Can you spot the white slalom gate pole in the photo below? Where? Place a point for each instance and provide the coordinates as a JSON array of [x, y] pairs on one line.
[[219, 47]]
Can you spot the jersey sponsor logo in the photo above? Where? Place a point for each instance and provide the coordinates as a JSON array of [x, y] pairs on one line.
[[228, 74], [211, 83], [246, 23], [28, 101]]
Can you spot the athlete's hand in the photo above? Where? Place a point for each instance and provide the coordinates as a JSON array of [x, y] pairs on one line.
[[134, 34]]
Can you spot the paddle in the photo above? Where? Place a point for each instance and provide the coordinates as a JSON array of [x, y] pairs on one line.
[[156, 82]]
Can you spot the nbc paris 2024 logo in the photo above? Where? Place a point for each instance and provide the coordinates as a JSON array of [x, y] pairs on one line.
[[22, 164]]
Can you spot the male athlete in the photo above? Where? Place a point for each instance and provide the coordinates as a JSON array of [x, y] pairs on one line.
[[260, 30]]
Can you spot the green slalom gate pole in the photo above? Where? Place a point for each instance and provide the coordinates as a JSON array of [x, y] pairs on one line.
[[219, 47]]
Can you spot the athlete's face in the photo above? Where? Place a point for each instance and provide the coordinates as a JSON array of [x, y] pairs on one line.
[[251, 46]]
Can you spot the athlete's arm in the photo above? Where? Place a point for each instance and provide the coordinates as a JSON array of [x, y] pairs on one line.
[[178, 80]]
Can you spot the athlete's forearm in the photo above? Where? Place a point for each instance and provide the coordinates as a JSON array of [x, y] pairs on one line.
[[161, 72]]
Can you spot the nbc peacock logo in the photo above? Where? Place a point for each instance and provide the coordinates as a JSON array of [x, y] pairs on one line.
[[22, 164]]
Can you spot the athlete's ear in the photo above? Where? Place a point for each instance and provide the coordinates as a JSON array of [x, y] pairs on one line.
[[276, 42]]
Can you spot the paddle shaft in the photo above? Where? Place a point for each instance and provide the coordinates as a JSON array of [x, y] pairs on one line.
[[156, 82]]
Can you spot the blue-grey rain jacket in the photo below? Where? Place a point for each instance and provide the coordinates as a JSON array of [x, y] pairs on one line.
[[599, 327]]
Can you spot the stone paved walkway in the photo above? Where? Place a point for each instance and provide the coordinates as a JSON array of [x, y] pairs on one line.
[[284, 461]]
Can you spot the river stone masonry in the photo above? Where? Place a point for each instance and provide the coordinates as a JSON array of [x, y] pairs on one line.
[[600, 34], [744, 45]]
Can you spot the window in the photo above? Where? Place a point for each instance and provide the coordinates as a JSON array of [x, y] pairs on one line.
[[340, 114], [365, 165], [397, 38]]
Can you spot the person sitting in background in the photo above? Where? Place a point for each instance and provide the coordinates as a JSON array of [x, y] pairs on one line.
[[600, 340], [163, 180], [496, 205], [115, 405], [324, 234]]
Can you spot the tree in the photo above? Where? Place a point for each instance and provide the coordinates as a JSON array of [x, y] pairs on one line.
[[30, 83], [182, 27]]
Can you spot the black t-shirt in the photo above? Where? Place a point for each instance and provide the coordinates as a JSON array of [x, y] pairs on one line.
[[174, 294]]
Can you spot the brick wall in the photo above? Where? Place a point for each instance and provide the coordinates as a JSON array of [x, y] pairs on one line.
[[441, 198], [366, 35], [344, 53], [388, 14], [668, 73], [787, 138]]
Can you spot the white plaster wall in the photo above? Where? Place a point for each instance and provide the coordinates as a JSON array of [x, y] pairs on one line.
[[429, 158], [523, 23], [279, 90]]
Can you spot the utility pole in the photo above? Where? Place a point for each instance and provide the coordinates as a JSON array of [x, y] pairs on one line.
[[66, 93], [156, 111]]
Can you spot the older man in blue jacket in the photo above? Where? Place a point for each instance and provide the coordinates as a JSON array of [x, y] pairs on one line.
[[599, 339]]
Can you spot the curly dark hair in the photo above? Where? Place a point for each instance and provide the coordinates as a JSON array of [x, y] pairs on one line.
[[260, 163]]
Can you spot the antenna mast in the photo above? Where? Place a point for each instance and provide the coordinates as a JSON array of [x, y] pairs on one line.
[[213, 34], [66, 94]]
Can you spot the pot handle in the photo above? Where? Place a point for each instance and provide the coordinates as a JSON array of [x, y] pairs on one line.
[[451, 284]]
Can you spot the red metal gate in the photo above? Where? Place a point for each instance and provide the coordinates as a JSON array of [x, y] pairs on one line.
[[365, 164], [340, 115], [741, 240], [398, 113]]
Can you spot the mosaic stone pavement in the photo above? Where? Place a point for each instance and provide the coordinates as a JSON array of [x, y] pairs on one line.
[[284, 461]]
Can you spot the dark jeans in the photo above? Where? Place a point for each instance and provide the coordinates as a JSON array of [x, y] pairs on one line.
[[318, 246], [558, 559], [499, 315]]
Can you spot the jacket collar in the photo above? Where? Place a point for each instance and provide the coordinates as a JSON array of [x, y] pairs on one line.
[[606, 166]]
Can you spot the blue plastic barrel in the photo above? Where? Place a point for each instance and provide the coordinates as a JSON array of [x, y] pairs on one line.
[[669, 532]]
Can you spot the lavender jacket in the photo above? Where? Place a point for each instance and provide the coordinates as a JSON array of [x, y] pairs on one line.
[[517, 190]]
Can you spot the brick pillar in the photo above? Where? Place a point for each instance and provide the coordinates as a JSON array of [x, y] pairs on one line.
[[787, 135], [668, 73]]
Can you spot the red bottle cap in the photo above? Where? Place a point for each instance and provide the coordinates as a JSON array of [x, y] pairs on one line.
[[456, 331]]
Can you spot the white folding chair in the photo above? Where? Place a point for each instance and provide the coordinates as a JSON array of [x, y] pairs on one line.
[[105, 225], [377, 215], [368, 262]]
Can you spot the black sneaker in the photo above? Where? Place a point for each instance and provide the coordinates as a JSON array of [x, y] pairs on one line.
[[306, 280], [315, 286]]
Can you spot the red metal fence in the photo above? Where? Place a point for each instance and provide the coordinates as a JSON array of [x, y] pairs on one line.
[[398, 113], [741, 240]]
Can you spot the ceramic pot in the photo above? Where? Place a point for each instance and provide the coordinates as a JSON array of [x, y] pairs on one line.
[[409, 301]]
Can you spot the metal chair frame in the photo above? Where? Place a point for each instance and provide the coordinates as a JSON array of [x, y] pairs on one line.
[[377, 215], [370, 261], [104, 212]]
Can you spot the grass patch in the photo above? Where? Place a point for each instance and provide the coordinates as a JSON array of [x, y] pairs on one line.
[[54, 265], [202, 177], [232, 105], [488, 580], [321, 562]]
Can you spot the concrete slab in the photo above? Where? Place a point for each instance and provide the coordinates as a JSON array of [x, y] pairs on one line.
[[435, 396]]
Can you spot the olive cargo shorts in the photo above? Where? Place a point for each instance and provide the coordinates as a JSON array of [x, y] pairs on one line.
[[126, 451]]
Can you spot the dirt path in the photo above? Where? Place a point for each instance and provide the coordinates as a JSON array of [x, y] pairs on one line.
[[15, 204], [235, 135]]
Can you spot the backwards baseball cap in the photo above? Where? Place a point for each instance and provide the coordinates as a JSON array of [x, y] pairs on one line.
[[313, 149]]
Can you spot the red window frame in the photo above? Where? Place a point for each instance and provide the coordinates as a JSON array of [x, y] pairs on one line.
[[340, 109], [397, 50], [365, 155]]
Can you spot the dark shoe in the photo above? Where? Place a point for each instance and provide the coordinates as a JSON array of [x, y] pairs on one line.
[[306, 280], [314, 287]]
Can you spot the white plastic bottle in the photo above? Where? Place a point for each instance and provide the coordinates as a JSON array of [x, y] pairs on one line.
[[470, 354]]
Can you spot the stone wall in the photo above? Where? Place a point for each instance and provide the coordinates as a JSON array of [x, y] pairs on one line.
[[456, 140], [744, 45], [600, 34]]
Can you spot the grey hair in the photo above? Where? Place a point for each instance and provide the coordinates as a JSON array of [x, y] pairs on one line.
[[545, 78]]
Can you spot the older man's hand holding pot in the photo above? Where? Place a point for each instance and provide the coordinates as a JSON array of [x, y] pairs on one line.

Stated task: Copy the items from the line with "Can you spot the white plaster" up to and including the line with "[[451, 284]]", keeping every character the same.

Reply to the exercise:
Can you spot the white plaster wall in the photo above? Where? Place a point for each instance and provide the coordinates as a JSON array of [x, y] pairs on one line.
[[429, 158], [523, 23], [279, 90]]
Can you spot the utility pole in the photo above? Where? Place a point for each instance and provide the coordinates as a JSON array of [x, y] pairs on one line.
[[66, 93], [156, 111]]
Can you spot the older man in blue jacket in the photo above? Where? Place a point for each instance and provide the coordinates as a JSON array of [x, y] pairs on one line.
[[599, 339]]
Can you spot the curly dark hair in the photo above? Where? Place a point for each instance and provide the coordinates as a JSON array of [x, y] pairs on one line.
[[260, 163]]
Can you spot the antenna mast in the photo above? Where? Place a point for each instance and provide the coordinates as a JSON array of [x, y] pairs on one line.
[[213, 34], [66, 94]]
Can you spot the pot handle in the photo above? Where? Place a point for each instance and provide the coordinates as a JSON array of [x, y] pairs on one line.
[[451, 284]]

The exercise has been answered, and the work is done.